TEXTE PRÉSENTÉ:
++++
Et si baisse de la fertilité et grosseur sont parfois corrélées, le lien de causalité est-il si direct ? Je parle très souvent de la différence entre corrélation et causalité mais ça me semble primordial tant on impute systématiquement tous les problèmes des gros·ses uniquement à la grosseur. Le lien de causalité c’est donc quand un événement en produit un autre alors qu’une corrélation c’est le constat que deux événements existent simultanément. Chercher si d’autres facteurs n’entrent pas en jeu permet de poser un regard moins simpliste sur nos corps et, de mon humble avis, plus juste. 

Par exemple, si on ajoute le SOPK (syndrome des ovaires polykystiques) dans l’équation, on peut se demander : les personnes grosses sont-elles moins fertiles ou les personnes avec un SOPK – altérant bien souvent la fertilité -, sont-elles nombreuses à grossir ? Questionner les choses en ce sens ouvre un nouvel angle.
++++
Enregistrements sources:

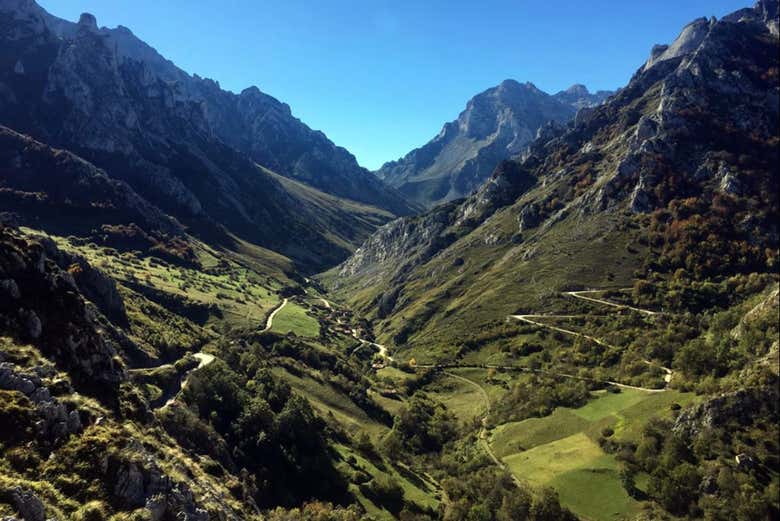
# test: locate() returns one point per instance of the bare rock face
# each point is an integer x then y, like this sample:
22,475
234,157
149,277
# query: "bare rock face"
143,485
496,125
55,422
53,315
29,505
++++
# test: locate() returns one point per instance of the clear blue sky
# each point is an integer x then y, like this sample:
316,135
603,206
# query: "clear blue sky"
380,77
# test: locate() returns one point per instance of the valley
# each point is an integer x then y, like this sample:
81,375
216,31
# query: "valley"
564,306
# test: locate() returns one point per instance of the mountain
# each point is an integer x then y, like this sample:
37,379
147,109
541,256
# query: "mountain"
++++
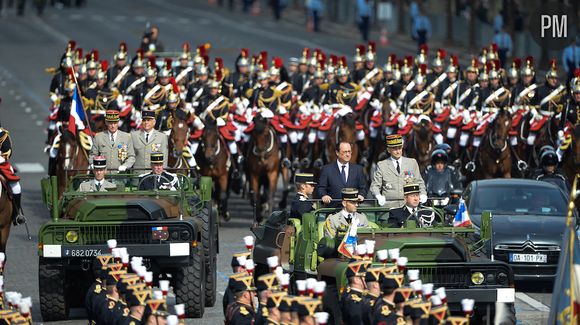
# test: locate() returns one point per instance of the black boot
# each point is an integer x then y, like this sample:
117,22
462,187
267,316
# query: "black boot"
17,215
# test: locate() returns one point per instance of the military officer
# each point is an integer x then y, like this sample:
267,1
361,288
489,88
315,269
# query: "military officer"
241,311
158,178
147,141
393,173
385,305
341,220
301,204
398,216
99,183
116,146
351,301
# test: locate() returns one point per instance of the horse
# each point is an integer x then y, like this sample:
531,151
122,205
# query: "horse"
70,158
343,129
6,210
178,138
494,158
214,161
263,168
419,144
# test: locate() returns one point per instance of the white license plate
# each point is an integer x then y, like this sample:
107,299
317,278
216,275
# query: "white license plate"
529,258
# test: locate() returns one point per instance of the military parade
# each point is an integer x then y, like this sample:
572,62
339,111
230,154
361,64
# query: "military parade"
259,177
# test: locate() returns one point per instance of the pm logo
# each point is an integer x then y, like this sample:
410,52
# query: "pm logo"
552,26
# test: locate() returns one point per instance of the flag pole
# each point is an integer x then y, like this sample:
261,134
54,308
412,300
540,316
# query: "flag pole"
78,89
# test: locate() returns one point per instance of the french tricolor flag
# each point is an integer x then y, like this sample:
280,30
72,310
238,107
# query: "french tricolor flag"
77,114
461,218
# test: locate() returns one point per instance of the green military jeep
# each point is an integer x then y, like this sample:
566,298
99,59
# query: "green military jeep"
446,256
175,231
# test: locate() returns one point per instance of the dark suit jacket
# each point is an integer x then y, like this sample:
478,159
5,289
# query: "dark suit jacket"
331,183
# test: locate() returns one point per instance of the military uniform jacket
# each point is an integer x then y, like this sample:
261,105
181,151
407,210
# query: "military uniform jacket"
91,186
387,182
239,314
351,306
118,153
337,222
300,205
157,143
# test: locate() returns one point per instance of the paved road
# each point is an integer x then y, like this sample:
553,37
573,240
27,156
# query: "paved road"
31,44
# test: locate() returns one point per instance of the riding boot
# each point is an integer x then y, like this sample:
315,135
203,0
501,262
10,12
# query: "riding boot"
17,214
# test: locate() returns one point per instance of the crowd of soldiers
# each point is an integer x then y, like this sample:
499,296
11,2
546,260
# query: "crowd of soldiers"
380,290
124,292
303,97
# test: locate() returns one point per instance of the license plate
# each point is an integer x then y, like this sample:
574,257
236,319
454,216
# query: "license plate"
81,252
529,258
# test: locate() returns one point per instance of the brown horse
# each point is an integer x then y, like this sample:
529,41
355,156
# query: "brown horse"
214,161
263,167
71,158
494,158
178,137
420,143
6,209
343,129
++++
TRAVAIL DEMANDÉ:
A – Reformulez plus brièvement le paragraphe du texte sur la fertilité et la grosseur qui commence par « Et si baisse de la fertilité », en gardant ses idées principales.
B – Poursuivez le texte sur la fertilité et la grosseur à partir de sa dernière phrase.
Les enregistrements n'interviennent pas dans ce travail.

RÉPONSES SUCCESSIVES:
A – Baisse de fertilité et grosseur sont parfois corrélées, mais le lien de causalité n'est pas forcément direct. Il est essentiel de distinguer corrélation et causalité, car on attribue systématiquement tous les problèmes des personnes grosses à leur seule grosseur. La causalité désigne un événement qui en produit un autre, alors que la corrélation constate simplement que deux événements existent en même temps. Chercher d'autres facteurs permet de porter sur les corps un regard moins simpliste et plus juste.

B –
Il en est de même si on ajoute l’anxiété dans la balance. En prenant en compte le fait que les chercheurs confirment à la fois un lien entre des niveaux de stress élevés et des probabilités de conception plus faibles et à la fois que les personnes grosses sont discriminées tout au long de leur vie et particulièrement victimes de violences dans leur parcours d’accès à la parentalité, le lien à faire est-il « grosseur et infertilité » ou « anxiété et infertilité » ?

Et puis, malgré les clichés qui circulent dans l’inconscient collectif à ce sujet, il y a de nombreuses personnes grosses actives, aux comportements alimentaires apaisés et sans aucun trouble métabolique. La science appelle ça « l’obésité métaboliquement saine » et estime que ça concerne 30 à 50% des personnes grosses. Alors si la masse graisseuse n’influe pas sur ces métabolismes, a-t-elle vraiment un impact sur la fertilité ?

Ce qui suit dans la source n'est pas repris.